◆ TASK GOAL ◆
Apart from the images, output the data below exactly.

Records from a data source
....................
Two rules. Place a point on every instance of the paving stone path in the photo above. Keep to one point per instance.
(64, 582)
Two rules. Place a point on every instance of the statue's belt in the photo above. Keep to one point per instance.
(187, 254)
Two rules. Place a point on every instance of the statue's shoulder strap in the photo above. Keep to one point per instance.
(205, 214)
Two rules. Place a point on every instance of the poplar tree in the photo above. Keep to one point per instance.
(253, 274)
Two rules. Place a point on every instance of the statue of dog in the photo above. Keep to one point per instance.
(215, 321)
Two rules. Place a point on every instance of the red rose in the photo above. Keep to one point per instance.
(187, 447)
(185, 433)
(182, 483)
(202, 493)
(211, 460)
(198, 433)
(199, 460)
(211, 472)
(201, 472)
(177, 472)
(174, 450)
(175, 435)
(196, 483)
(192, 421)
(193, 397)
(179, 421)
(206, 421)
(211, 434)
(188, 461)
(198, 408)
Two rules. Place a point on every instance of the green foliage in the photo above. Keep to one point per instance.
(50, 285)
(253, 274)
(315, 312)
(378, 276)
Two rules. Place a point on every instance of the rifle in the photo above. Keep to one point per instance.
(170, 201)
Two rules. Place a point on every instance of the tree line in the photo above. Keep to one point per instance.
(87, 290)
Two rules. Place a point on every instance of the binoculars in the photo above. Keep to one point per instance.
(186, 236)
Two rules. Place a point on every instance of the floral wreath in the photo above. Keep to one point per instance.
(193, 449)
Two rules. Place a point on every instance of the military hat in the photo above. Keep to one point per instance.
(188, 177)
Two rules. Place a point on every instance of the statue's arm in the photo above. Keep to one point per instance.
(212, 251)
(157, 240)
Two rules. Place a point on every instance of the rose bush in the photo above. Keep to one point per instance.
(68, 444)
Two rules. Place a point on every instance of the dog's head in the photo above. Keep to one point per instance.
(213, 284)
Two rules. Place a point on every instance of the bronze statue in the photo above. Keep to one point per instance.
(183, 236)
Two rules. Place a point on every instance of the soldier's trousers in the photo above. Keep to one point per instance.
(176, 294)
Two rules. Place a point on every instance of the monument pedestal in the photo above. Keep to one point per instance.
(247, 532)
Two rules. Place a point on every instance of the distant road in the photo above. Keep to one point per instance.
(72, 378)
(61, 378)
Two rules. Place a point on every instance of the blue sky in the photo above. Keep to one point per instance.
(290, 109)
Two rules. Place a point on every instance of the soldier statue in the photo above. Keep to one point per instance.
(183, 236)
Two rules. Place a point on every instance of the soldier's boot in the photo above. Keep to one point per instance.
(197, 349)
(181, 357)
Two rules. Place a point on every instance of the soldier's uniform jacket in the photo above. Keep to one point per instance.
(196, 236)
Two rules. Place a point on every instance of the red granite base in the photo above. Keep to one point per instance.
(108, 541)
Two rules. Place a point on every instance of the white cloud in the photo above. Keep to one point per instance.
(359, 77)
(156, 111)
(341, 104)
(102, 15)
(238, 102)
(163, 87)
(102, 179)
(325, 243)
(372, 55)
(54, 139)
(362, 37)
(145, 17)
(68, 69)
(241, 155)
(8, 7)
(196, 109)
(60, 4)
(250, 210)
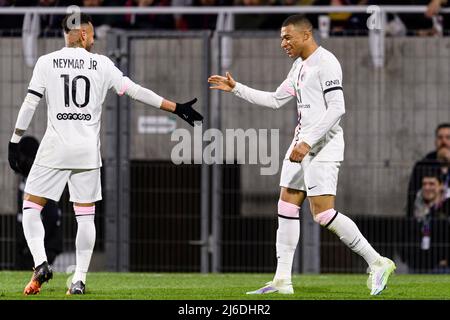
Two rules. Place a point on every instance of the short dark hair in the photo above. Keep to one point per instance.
(84, 19)
(432, 172)
(442, 126)
(297, 19)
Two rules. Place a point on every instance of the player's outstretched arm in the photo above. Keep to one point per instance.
(183, 110)
(26, 113)
(226, 83)
(273, 100)
(147, 96)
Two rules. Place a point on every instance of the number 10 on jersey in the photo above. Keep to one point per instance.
(73, 84)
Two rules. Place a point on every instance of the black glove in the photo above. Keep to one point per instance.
(187, 113)
(13, 156)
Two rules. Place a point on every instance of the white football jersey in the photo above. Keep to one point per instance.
(308, 81)
(74, 83)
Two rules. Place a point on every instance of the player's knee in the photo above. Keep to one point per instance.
(84, 210)
(288, 210)
(326, 217)
(27, 204)
(34, 199)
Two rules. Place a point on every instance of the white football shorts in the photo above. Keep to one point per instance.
(316, 178)
(84, 184)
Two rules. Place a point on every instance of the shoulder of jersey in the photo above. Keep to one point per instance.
(328, 56)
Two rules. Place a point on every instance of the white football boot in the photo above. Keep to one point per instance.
(379, 275)
(282, 286)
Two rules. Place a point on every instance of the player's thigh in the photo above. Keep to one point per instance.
(292, 176)
(46, 182)
(292, 196)
(85, 186)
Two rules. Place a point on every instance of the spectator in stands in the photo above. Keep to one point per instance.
(439, 158)
(433, 11)
(341, 22)
(103, 22)
(418, 23)
(251, 21)
(53, 21)
(198, 22)
(149, 21)
(51, 213)
(430, 232)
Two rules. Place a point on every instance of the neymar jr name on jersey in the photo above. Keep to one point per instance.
(62, 63)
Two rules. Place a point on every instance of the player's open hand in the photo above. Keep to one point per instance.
(222, 83)
(187, 113)
(299, 152)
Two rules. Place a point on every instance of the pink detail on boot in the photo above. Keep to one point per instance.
(288, 209)
(324, 217)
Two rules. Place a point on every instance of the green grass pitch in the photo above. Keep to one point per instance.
(195, 286)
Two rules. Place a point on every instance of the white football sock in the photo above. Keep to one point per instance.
(288, 234)
(34, 232)
(348, 233)
(85, 242)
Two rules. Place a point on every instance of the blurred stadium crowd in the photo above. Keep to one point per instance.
(430, 23)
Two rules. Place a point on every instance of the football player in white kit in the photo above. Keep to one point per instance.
(311, 165)
(74, 82)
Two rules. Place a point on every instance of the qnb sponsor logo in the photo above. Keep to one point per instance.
(73, 116)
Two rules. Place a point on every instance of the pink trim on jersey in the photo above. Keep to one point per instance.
(289, 90)
(84, 210)
(324, 217)
(122, 91)
(288, 209)
(29, 204)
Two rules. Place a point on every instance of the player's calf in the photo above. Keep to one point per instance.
(41, 274)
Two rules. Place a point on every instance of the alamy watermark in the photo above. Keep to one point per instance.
(250, 146)
(375, 21)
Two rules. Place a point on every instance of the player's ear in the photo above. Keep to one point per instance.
(83, 34)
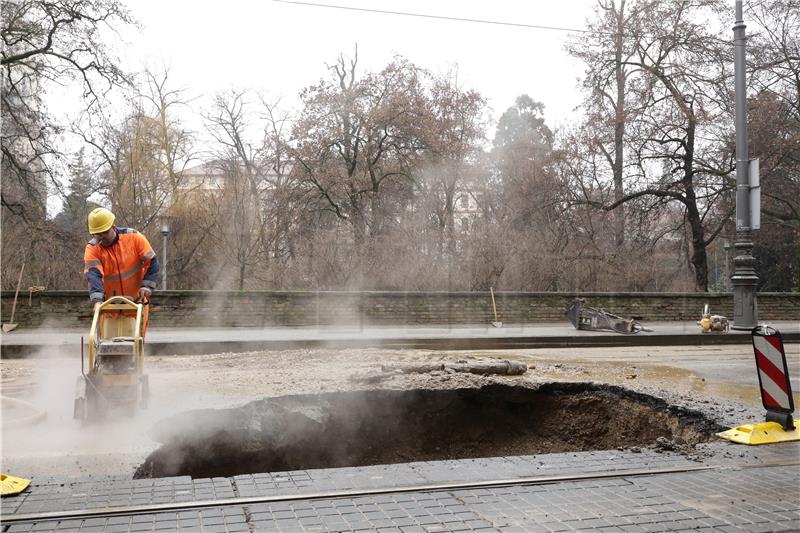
....................
◆ WRITTEN SOLUTION ◆
Two rules. Place a point on every instance of the paving stone path in the photo above. Keep to one point per instance.
(64, 582)
Two rules. Place a point on every instance of the statue's belt in the photo above. Keep to one point per instance.
(187, 254)
Two rules. Place a point on every instance of the statue's shoulder strap in the photo above. Keep to one point per instance.
(205, 214)
Two rules. Place a point on every instance of the poplar tree in the photo above. Keep to one point per instance.
(253, 274)
Two rules. Place a point on every instance of the statue of dog in the photo above. Keep to one point per instance.
(215, 321)
Two rules. Place a point on every instance of the red rose in the photo above. Keep to one point per instance.
(187, 447)
(185, 433)
(182, 483)
(202, 493)
(211, 460)
(198, 433)
(199, 460)
(211, 472)
(201, 472)
(177, 472)
(174, 450)
(175, 435)
(196, 483)
(192, 421)
(193, 397)
(179, 421)
(206, 421)
(211, 434)
(188, 461)
(198, 408)
Two rules. Place a point on every instance of the green foliage in the photo above. Keep to one point per instance.
(50, 285)
(253, 274)
(315, 312)
(378, 276)
Two rules. Place a point on every instance of the rifle in the photo above. Keep to one point per instance.
(170, 201)
Two rules. Place a point on every instance of the tree line in the photo above. Keep to one point per instance.
(87, 290)
Two rules. Place a point on every instance of the binoculars in the photo above. Keep to one point per instance.
(186, 236)
Two rules. Place a point on every instance of the floral wreath in the photo above. Keep to one point per instance.
(193, 449)
Two rules. Place a point on every instance of the military hat in the photo above. Keep to one point per instance.
(188, 177)
Two rules. Place a point on every instance of the statue's arm in the photo above. Keep to one point per instance.
(212, 251)
(157, 240)
Two rules. Place a point on every instance of the rose bush in the photo above. Keep to one point per instance.
(68, 444)
Two rules. Place a point on every instance of the dog's head in the photo above. Keep to one point per instance.
(213, 284)
Two rules. Place a point on every instance of the bronze statue in the photo above. Keep to one point per instance.
(183, 236)
Two rules. Place a point on every instance of the soldier's trousers in the photo above. Keep to one point per instance.
(176, 294)
Two rules. Place a point on every instance of the monument pedestal in the photo above. Keep to one point per instance.
(247, 532)
Two rules. Place a point on every instance of the distant road in the photo above. Keep to one point per instance.
(72, 378)
(61, 378)
Two rules. Place a point on every instance of the blue sky in the photo above. Keep to one point per instance.
(290, 109)
Two rules. Place a point on every instance of the soldier statue in the photo above. Keep to one point per instance.
(183, 236)
Two rules. Place a point on every instance of the soldier's boot in the photo above. Keep to one point per instance.
(197, 349)
(181, 357)
Two rules. Place a point on every instance of the soldier's uniform jacket in the photo above. Keep to one point per instance.
(196, 236)
Two rules. Place a point on every instance of the red granite base in the photo above. Keep to one point per instance.
(108, 541)
Two rules. Place a point on every instance of the white cloud in the photo above. Keep to one point per instance.
(359, 77)
(156, 111)
(341, 104)
(102, 15)
(238, 102)
(163, 87)
(102, 179)
(325, 243)
(372, 55)
(54, 139)
(362, 37)
(145, 17)
(68, 69)
(241, 155)
(8, 7)
(196, 109)
(60, 4)
(250, 210)
Two rules. Place a point on every instance of the short dark hair in the photo above. Keep to one point per instance.
(84, 19)
(432, 172)
(442, 126)
(297, 19)
Two rules. Place a point on every instance of the player's outstretched arm in the photo above. Keep to one point per instance.
(183, 110)
(26, 113)
(226, 83)
(273, 100)
(147, 96)
Two rules. Place a point on every instance of the number 10 on jersey in the photo above. Keep to one point per instance.
(73, 84)
Two rules. Place a point on every instance of the black glove in the photo above. Keep to one point per instance.
(187, 113)
(13, 156)
Two rules. Place a point on every instance of the white football jersey in the photo above. Keep to one point per instance.
(308, 81)
(74, 83)
Two rules. Place a point on every instance of the player's knee in the photo above. Keep to one point per instance.
(84, 210)
(288, 210)
(326, 217)
(27, 204)
(34, 199)
Two rules. Place a point on every instance of the white football shorts in the photo above. Keep to one point per instance.
(316, 178)
(84, 184)
Two rules. Place a point on every instance of the shoulder of jersey in the photo above. Keep to one point per instance.
(328, 56)
Two rules. Place a point on every instance of the white football boot in the photo above. Keep to one point per instance.
(379, 275)
(282, 286)
Two rules. Place a point on every instance of the player's thigh in the photo above. Keep to one point per instance.
(292, 176)
(46, 182)
(292, 196)
(85, 186)
Two rules. Place a point on every instance of the spectator in stands in the photo above. Keep to one point per instance.
(439, 158)
(433, 11)
(341, 22)
(103, 22)
(418, 23)
(251, 21)
(53, 21)
(198, 22)
(149, 21)
(51, 213)
(430, 232)
Two rules. Place a point on every instance of the neymar jr name on jersey in the photo above. Keep to one point per instance.
(62, 63)
Two rules. Place a point on every instance of the player's open hand in the photo above. Keep to one point per instance.
(222, 83)
(187, 113)
(299, 152)
Two rules. Place a point on every instance of the pink detail on boot in the photo above. Keep to one point per instance.
(288, 209)
(324, 217)
Two rules. Place a point on every instance of the green grass pitch in the photo above. Keep to one point per instance.
(195, 286)
Two rules. Place a point on every instance of the white football sock in the photo above. Keep to one point per instance.
(288, 234)
(34, 232)
(348, 233)
(85, 242)
Two rules. Place a point on every instance of the blurred stadium crowd in the photo above. Keep to one point per instance.
(430, 23)
Two rules. Place a point on every instance of the football player in white kit in the photo above. Keep to one point per instance.
(311, 165)
(74, 82)
Two rules. Place a point on every instance of the qnb sponsor logo in the photo above. Keep to one point per instance.
(73, 116)
Two rules. Place a point on every instance of the pink trim on jersey in the photo above. Keep to one point per instance.
(289, 90)
(84, 210)
(324, 217)
(122, 91)
(288, 209)
(29, 204)
Two rules. Place a point on every instance of the player's calf in the photo above. Keep to one point per instance.
(41, 274)
Two rules. Place a point on every instance of the alamy watermark in the photo above. Keep to one point per instance.
(250, 146)
(375, 21)
Two rules. Place a point on every instance of the player's ear in the photo above. Keep to one point per instance.
(83, 34)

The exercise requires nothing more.